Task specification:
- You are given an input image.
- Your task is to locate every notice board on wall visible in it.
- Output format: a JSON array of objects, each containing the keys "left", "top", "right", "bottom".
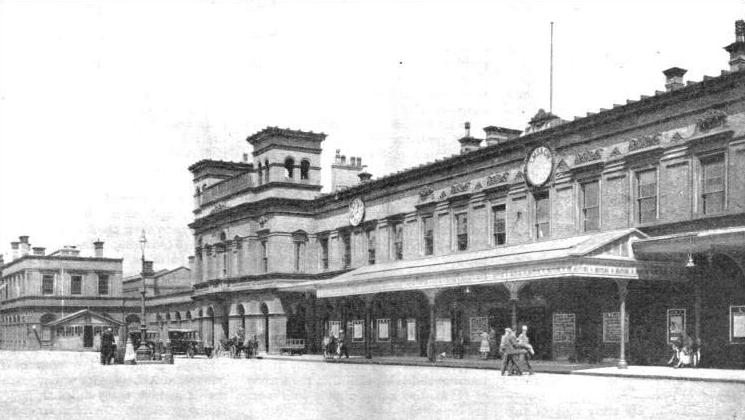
[
  {"left": 471, "top": 316, "right": 489, "bottom": 343},
  {"left": 603, "top": 312, "right": 629, "bottom": 343},
  {"left": 553, "top": 313, "right": 577, "bottom": 343}
]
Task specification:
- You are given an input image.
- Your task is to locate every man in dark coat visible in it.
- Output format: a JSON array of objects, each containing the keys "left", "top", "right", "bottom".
[
  {"left": 101, "top": 328, "right": 114, "bottom": 365},
  {"left": 499, "top": 328, "right": 522, "bottom": 376}
]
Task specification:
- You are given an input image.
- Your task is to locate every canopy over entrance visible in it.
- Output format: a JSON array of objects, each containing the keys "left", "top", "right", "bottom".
[{"left": 313, "top": 229, "right": 685, "bottom": 298}]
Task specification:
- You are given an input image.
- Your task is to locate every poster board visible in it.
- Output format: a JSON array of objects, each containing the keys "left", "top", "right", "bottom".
[
  {"left": 406, "top": 318, "right": 416, "bottom": 341},
  {"left": 435, "top": 318, "right": 452, "bottom": 342},
  {"left": 729, "top": 305, "right": 745, "bottom": 343},
  {"left": 470, "top": 316, "right": 489, "bottom": 343},
  {"left": 377, "top": 319, "right": 391, "bottom": 341},
  {"left": 667, "top": 309, "right": 686, "bottom": 343},
  {"left": 603, "top": 312, "right": 630, "bottom": 343},
  {"left": 552, "top": 313, "right": 577, "bottom": 343},
  {"left": 352, "top": 319, "right": 365, "bottom": 341},
  {"left": 329, "top": 321, "right": 341, "bottom": 338}
]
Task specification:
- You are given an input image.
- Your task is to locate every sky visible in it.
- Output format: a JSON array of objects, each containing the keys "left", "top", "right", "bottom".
[{"left": 0, "top": 0, "right": 745, "bottom": 275}]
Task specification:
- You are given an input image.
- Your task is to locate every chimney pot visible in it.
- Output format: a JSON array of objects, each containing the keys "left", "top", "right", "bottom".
[
  {"left": 93, "top": 239, "right": 103, "bottom": 258},
  {"left": 662, "top": 67, "right": 688, "bottom": 92}
]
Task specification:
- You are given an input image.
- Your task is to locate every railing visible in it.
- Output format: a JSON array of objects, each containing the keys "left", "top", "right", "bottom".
[{"left": 197, "top": 172, "right": 253, "bottom": 205}]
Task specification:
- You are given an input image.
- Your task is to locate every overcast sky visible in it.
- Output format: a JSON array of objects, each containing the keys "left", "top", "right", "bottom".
[{"left": 0, "top": 0, "right": 745, "bottom": 274}]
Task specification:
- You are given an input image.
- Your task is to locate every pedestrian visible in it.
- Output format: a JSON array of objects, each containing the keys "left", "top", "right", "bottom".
[
  {"left": 101, "top": 328, "right": 114, "bottom": 365},
  {"left": 499, "top": 327, "right": 522, "bottom": 376},
  {"left": 517, "top": 325, "right": 535, "bottom": 375},
  {"left": 479, "top": 331, "right": 490, "bottom": 360}
]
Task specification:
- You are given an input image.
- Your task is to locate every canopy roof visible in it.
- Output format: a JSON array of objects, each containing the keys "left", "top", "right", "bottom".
[{"left": 303, "top": 229, "right": 684, "bottom": 297}]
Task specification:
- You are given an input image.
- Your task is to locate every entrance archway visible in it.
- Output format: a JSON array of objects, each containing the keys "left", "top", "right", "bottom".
[{"left": 261, "top": 302, "right": 269, "bottom": 353}]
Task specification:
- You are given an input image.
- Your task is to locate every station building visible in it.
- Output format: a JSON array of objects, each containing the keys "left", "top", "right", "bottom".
[
  {"left": 186, "top": 21, "right": 745, "bottom": 367},
  {"left": 0, "top": 236, "right": 125, "bottom": 350}
]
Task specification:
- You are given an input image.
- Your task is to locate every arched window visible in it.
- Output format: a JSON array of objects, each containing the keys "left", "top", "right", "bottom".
[
  {"left": 300, "top": 159, "right": 310, "bottom": 180},
  {"left": 285, "top": 157, "right": 295, "bottom": 179}
]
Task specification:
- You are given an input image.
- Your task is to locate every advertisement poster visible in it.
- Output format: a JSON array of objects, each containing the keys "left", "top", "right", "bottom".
[
  {"left": 553, "top": 313, "right": 576, "bottom": 343},
  {"left": 667, "top": 309, "right": 686, "bottom": 343},
  {"left": 471, "top": 317, "right": 489, "bottom": 343},
  {"left": 603, "top": 312, "right": 629, "bottom": 343},
  {"left": 406, "top": 318, "right": 416, "bottom": 341},
  {"left": 435, "top": 318, "right": 451, "bottom": 342},
  {"left": 729, "top": 306, "right": 745, "bottom": 341}
]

§ **What to produce**
Collect each line from the entries above that contains the string "board", and copy those lines out in their original order.

§ **Task output**
- Your task is to locate every notice board on wall visible in it.
- Your task is to locate every poster board visible in it.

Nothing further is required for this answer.